CONSEGNA A –
Rispondi a queste domande sul testo su Busoni:
(i) In che anno comparve l'articolo di Vittorio Gui sulla «Rassegna Musicale»?
(ii) In quale città Luigi Dallapiccola inaugurò le celebrazioni del cinquantesimo anniversario della morte del maestro?
(iii) In quale città, in che data e insieme con quale opera fu rappresentato per la prima volta «Arlecchino»?

In un articolo comparso nel 1940 sulla «Rassegna Musicale», Vittorio Gui osservava: «Che Ferruccio Busoni fosse anche un compositore di musica, fino a qualche tempo fa la più gran parte degli italiani ignorava perfettamente, e parecchi ancora oggi purtroppo lo ignorano; che egli occupi poi un posto altamente importante nella storia della composizione italiana, credo che sia ancora da rivelare». Da allora, purtroppo, la situazione non è molto cambiata se Luigi Dallapiccola, inaugurando nello scorso agosto ad Empoli le celebrazioni del cinquantesimo anniversario della morte del maestro, dopo aver ricordato alcune sporadiche esecuzioni italiane delle sue opere, affermava: «Busoni dev'essere ancora scoperto. In Francia è pressoché del tutto ignorato sia dal pubblico che dalla critica; nei miei periodi d'insegnamento negli Stati Uniti, ogni qual volta ho fatto il nome del Maestro c'è stato qualche scolaro che mi ha ribattuto: "Da noi è sconosciuto". In casi del genere la mia risposta è stata sempre una e la stessa: "Peggio per voi"». Proprio ad Empoli, città natale del musicista, la ricorrenza celebrativa ha consentito la ripresa, insieme con altri lavori di Busoni, dell'opera «Arlecchino» che, dopo un'esecuzione alla Settimana Musicale Senese, viene ora opportunamente presentata al Teatro Comunale nella stessa edizione almeno per quanto si riferisce all'aspetto registico e scenografico. C'è da augurarsi che questa volta Busoni sia davvero «tornato per rimanere» stabilmente nei cartelloni delle istituzioni musicali, dal momento che ogni esecuzione delle sue opere costituisce un contributo al superamento dei pregiudizi e della pigrizia intellettuale che troppo spesso sono alla base delle scelte dei teatri e fanno velo alla comprensione di una larga parte del pubblico abituato a indirizzi tradizionali.

Anche da questo punto di vista, «Arlecchino» costituisce una lezione che, a sessant'anni di distanza, non ha perduto niente della sua pungente modernità. Composto fra la fine del 1914 e l'agosto 1916, questo «capriccio teatrale» fu rappresentato per la prima volta a Zurigo l'11 maggio 1917 insieme con la «fiaba musicale» «Turandot». Erano quelli gli anni del volontario esilio di Busoni in Svizzera, dove si era recato per non dover risiedere in uno dei paesi belligeranti che, come l'Italia e la Germania, gli erano ugualmente cari; viene molto citato a questo riguardo, e testimonia bene dello stato d'animo del maestro, ciò che scrisse Stefan Zweig su Busoni: «"A chi appartengo?" mi domandò una volta. "Quando la notte sogno, mi accorgo al destarmi di aver parlato in sogno in italiano. Ma se poi scrivo, penso parole tedesche"».

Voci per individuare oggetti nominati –
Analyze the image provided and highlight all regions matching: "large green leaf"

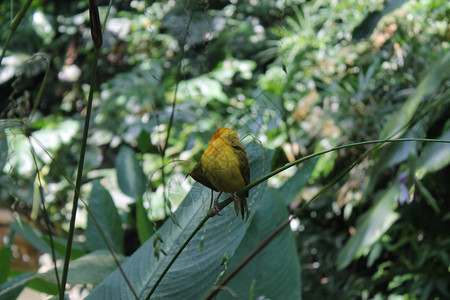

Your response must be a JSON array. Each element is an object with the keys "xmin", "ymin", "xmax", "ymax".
[
  {"xmin": 136, "ymin": 197, "xmax": 155, "ymax": 244},
  {"xmin": 85, "ymin": 181, "xmax": 123, "ymax": 253},
  {"xmin": 8, "ymin": 219, "xmax": 62, "ymax": 258},
  {"xmin": 39, "ymin": 250, "xmax": 125, "ymax": 285},
  {"xmin": 336, "ymin": 184, "xmax": 400, "ymax": 269},
  {"xmin": 279, "ymin": 158, "xmax": 318, "ymax": 205},
  {"xmin": 116, "ymin": 146, "xmax": 146, "ymax": 199},
  {"xmin": 380, "ymin": 52, "xmax": 450, "ymax": 139},
  {"xmin": 8, "ymin": 219, "xmax": 84, "ymax": 259},
  {"xmin": 217, "ymin": 188, "xmax": 300, "ymax": 300},
  {"xmin": 88, "ymin": 143, "xmax": 272, "ymax": 300},
  {"xmin": 0, "ymin": 246, "xmax": 12, "ymax": 283},
  {"xmin": 0, "ymin": 273, "xmax": 36, "ymax": 300}
]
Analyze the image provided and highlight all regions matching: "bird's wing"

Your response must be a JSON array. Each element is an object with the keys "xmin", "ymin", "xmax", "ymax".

CONSEGNA B –
Trascrivi le righe dell'elenco qui sopra in una tabella Markdown con le colonne «N.» e «Riga», numerandole in ordine. Salta le righe vuote e le immagini.

RISPOSTA CORRETTA A –
(i) Nel 1940.
(ii) A Empoli.
(iii) A Zurigo, l'11 maggio 1917, insieme con la «fiaba musicale» «Turandot».

RISPOSTA CORRETTA B –
| N. | Riga |
|---|---|
| 1 | Analyze the image provided and highlight all regions matching: "large green leaf" |
| 2 | Your response must be a JSON array. Each element is an object with the keys "xmin", "ymin", "xmax", "ymax". |
| 3 | [ |
| 4 |   {"xmin": 136, "ymin": 197, "xmax": 155, "ymax": 244}, |
| 5 |   {"xmin": 85, "ymin": 181, "xmax": 123, "ymax": 253}, |
| 6 |   {"xmin": 8, "ymin": 219, "xmax": 62, "ymax": 258}, |
| 7 |   {"xmin": 39, "ymin": 250, "xmax": 125, "ymax": 285}, |
| 8 |   {"xmin": 336, "ymin": 184, "xmax": 400, "ymax": 269}, |
| 9 |   {"xmin": 279, "ymin": 158, "xmax": 318, "ymax": 205}, |
| 10 |   {"xmin": 116, "ymin": 146, "xmax": 146, "ymax": 199}, |
| 11 |   {"xmin": 380, "ymin": 52, "xmax": 450, "ymax": 139}, |
| 12 |   {"xmin": 8, "ymin": 219, "xmax": 84, "ymax": 259}, |
| 13 |   {"xmin": 217, "ymin": 188, "xmax": 300, "ymax": 300}, |
| 14 |   {"xmin": 88, "ymin": 143, "xmax": 272, "ymax": 300}, |
| 15 |   {"xmin": 0, "ymin": 246, "xmax": 12, "ymax": 283}, |
| 16 |   {"xmin": 0, "ymin": 273, "xmax": 36, "ymax": 300} |
| 17 | ] |
| 18 | Analyze the image provided and highlight all regions matching: "bird's wing" |
| 19 | Your response must be a JSON array. Each element is an object with the keys "xmin", "ymin", "xmax", "ymax". |